Instructions to follow: Output all the entries word for word. Omit the pictures.

— Start Data to process —

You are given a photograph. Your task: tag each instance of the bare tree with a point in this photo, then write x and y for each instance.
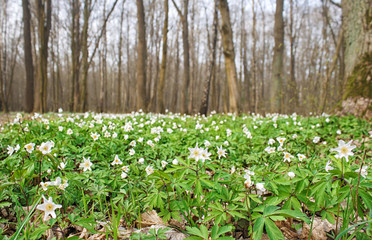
(277, 70)
(142, 99)
(75, 53)
(160, 103)
(44, 13)
(228, 51)
(212, 59)
(186, 55)
(29, 65)
(120, 54)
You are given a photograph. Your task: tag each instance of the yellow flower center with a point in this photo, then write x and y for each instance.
(49, 207)
(344, 150)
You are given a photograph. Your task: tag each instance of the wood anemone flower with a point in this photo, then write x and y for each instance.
(48, 207)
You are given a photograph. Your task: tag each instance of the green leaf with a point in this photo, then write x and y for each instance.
(272, 230)
(258, 228)
(36, 234)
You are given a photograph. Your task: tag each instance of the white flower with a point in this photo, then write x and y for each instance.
(116, 161)
(125, 168)
(280, 140)
(132, 143)
(86, 164)
(16, 148)
(328, 166)
(344, 150)
(62, 165)
(301, 156)
(260, 187)
(363, 171)
(107, 134)
(95, 136)
(221, 152)
(248, 182)
(132, 152)
(48, 207)
(316, 139)
(30, 147)
(46, 147)
(195, 153)
(163, 164)
(124, 175)
(287, 156)
(149, 170)
(270, 149)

— End Data to process —

The solution:
You are given a photograph. Your task: tag each instance of the bare tree with a point in this photo, then write x and y for each instance.
(277, 70)
(142, 99)
(75, 53)
(160, 103)
(44, 13)
(228, 51)
(212, 59)
(186, 55)
(29, 65)
(120, 54)
You are given a photograph. Your task: tag each instance of the yellow flower center with a point in this photo, then write x and y for each instance.
(49, 207)
(344, 150)
You are given a photograph. Your task: tag each instance of the wood anemone flower with a point in this photo, then write x and y for each instance.
(48, 207)
You are given a photograph. Your task: tag each instance of the green leaf with a point in this photo, then write x and y for each instance.
(272, 230)
(258, 228)
(36, 234)
You are given a photograph. Your task: tag each instance of the white flower with a point in this photo, then write x and y for each instance.
(116, 161)
(125, 168)
(280, 140)
(132, 143)
(86, 164)
(16, 148)
(328, 166)
(344, 150)
(62, 165)
(301, 156)
(260, 187)
(363, 171)
(107, 134)
(95, 136)
(221, 152)
(248, 182)
(132, 152)
(48, 207)
(316, 139)
(30, 147)
(46, 147)
(195, 153)
(163, 164)
(124, 175)
(287, 156)
(149, 170)
(270, 149)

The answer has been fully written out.